▶ 节选文本:

举例来看,香港常住人口750多万人,只有不到60万辆车,千人汽车保有量大概只有内地城市平均水平的一半、北上广深的1/4—1/3,香港既没限购,也没限行。因为香港是通过停车这种手段来实现的,香港的停车位是非常少的,在非常少的前提下,又是完全市场化的。
香港停车费高,停车位更贵,起码两三百万港币,甚至高达六七百万港币,比汽车本身都贵。也就是说,只要严控停车位数量,然后让市场定价,车位供不应求,价格自然上涨,从而限制小汽车的使用和拥有。
随着购买限制的放宽,接下来需要逐步培养城市居民“停车有位”的理念,买到了车不能再把停车的压力交给社会。长期来看,我们不应该把总量控制作为主要手段,而是应该从使用角度,更多选择经济手段解决拥堵问题。
《中国新闻周刊》:由购买管理向使用管理转变,存在哪些方面难点?
程世东:以停车管理来说,现在大家吐槽最多的就是“停车贵、停车难”,问题是,现在停车位真的少吗?香港普通商品房平均每7—9户配建1个停车位,公租房相当于内地的经济适用房,平均二三十户配建1个停车位。相比之下,内地城市的核心城区车位配比远远高于香港,问题在于此前没有进行严格管理。

▶ 数据片段:
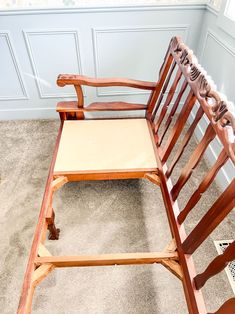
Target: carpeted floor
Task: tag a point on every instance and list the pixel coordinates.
(94, 217)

▶ 给定任务 1: 根据这段谈香港停车管理的节选文本，香港普通商品房平均每多少户配建1个停车位？
▶ 给定任务 2: 请把节选文本中介于“香港停车费高,停车位更贵,起”与“题在于此前没有进行严格管理。”之间的文字（含首尾两处）一字不差地重抄一遍。

▶ 完整答案 1: 平均每7—9户配建1个停车位。

▶ 完整答案 2:
香港停车费高,停车位更贵,起码两三百万港币,甚至高达六七百万港币,比汽车本身都贵。也就是说,只要严控停车位数量,然后让市场定价,车位供不应求,价格自然上涨,从而限制小汽车的使用和拥有。
随着购买限制的放宽,接下来需要逐步培养城市居民“停车有位”的理念,买到了车不能再把停车的压力交给社会。长期来看,我们不应该把总量控制作为主要手段,而是应该从使用角度,更多选择经济手段解决拥堵问题。
《中国新闻周刊》:由购买管理向使用管理转变,存在哪些方面难点?
程世东:以停车管理来说,现在大家吐槽最多的就是“停车贵、停车难”,问题是,现在停车位真的少吗?香港普通商品房平均每7—9户配建1个停车位,公租房相当于内地的经济适用房,平均二三十户配建1个停车位。相比之下,内地城市的核心城区车位配比远远高于香港,问题在于此前没有进行严格管理。